[Your assignment] The lines to reproduce run from the one containing "One pin marks each instance of the blue pool" through the final line of the entries; write them out exactly and add nothing.

Entries taken from a collection
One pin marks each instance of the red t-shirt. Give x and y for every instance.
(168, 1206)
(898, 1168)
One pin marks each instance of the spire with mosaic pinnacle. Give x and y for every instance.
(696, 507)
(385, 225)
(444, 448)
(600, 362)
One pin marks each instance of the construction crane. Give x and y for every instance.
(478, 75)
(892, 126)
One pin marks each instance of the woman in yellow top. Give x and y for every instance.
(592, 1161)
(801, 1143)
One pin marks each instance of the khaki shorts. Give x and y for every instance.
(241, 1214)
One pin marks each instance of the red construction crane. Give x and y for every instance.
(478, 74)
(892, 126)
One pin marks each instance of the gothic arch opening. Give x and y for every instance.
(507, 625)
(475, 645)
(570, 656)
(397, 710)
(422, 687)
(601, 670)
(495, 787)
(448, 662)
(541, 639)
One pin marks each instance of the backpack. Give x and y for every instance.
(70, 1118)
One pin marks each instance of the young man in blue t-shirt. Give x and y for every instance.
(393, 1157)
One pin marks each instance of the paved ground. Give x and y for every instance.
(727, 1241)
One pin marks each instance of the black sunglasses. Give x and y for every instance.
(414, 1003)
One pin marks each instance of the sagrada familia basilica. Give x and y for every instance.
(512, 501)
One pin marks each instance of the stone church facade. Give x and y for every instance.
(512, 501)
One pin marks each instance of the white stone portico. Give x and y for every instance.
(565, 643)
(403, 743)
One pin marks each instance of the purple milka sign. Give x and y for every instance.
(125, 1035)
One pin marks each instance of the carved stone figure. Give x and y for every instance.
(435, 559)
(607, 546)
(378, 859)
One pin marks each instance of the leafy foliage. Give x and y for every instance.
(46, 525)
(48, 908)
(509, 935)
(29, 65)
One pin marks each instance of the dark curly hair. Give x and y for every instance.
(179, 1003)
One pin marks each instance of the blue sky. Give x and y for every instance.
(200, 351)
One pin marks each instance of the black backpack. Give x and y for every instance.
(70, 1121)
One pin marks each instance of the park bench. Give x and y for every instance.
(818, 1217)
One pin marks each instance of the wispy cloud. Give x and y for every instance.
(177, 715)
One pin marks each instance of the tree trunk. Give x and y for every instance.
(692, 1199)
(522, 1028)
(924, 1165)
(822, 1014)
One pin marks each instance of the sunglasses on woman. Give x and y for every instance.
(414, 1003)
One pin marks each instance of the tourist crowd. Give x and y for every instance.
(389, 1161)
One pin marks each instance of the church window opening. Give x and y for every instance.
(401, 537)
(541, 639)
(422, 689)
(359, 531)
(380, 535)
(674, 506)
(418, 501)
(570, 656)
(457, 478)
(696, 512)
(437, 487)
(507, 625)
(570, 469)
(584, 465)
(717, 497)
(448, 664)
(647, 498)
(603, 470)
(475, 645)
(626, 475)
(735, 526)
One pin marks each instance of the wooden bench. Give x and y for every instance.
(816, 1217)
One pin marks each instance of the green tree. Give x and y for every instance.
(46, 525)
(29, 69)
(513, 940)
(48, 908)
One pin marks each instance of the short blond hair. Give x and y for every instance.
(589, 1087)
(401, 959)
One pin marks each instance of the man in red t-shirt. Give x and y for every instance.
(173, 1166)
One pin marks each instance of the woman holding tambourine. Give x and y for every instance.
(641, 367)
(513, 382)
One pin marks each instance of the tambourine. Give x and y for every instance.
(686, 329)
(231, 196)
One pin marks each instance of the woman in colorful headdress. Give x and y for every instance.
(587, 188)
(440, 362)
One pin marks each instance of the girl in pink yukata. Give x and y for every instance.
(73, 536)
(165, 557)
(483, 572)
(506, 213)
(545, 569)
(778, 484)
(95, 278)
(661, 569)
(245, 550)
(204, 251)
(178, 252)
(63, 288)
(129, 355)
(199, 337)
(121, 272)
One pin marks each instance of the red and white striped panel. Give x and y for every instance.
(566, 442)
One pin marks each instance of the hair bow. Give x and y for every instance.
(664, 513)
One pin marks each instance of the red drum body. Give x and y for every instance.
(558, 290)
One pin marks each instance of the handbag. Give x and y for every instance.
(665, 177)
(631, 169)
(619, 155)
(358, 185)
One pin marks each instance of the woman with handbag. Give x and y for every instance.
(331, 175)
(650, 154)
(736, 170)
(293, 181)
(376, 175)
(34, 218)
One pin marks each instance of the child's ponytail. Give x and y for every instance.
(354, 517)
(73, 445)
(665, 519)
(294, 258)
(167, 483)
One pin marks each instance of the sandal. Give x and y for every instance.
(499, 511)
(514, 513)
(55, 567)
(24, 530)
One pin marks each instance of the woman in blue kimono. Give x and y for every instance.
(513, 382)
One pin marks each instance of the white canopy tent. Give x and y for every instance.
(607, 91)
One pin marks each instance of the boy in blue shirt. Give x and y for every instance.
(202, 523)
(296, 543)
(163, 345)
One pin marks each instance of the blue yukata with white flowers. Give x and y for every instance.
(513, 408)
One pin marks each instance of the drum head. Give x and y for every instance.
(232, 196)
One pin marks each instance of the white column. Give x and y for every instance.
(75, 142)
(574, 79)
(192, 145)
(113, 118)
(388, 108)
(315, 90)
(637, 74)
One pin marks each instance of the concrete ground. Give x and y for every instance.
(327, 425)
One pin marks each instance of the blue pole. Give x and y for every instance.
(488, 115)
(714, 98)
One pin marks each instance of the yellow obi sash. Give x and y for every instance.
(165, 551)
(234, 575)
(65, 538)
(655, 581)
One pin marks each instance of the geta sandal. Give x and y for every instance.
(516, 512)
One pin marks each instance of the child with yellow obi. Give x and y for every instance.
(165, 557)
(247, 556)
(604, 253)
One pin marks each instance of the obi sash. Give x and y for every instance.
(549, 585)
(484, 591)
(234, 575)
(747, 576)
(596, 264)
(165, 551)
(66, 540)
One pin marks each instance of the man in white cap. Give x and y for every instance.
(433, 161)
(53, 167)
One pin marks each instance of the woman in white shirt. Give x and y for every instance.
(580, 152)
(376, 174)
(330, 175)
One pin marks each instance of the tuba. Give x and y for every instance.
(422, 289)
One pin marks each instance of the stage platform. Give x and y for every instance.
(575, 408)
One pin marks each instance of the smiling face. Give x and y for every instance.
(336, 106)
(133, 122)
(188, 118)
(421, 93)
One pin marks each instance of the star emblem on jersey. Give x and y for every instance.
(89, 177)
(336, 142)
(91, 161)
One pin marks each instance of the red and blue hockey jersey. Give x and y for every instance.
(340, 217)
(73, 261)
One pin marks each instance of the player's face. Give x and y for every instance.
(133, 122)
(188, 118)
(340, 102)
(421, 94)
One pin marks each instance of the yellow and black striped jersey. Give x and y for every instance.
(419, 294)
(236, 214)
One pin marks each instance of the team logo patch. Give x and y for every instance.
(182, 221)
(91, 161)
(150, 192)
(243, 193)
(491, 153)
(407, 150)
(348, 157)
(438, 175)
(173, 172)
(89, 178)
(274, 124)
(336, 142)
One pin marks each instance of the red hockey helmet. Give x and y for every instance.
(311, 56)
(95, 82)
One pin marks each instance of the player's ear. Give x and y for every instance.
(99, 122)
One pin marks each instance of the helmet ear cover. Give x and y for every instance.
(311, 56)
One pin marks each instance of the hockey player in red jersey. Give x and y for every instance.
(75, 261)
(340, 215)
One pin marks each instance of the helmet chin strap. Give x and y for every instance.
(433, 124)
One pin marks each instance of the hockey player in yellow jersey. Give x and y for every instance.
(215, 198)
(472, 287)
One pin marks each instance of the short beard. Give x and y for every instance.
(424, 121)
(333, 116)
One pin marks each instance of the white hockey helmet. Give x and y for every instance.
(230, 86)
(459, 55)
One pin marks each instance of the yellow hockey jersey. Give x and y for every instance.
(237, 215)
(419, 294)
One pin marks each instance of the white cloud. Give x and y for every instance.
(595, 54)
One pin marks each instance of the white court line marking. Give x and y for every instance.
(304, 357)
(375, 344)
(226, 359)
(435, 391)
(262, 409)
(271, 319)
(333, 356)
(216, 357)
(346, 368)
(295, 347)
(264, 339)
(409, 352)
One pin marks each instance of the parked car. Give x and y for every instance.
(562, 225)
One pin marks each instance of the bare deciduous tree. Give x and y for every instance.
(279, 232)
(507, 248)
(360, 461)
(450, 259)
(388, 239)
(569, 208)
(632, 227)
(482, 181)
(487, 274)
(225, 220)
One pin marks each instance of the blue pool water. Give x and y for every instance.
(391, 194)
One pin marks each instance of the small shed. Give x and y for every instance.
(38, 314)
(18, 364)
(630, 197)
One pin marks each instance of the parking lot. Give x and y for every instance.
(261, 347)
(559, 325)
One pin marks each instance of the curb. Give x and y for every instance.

[Answer box]
One pin marks each instance of the blue pool water. Give x and y for every instance.
(391, 194)
One pin marks each instance of the small shed. Give x and y for every instance.
(38, 314)
(18, 364)
(630, 197)
One pin marks each instance of the parking lot. Give x and y for every instance.
(261, 347)
(559, 325)
One pin marks each instance of the curb. Give x and y for every instance.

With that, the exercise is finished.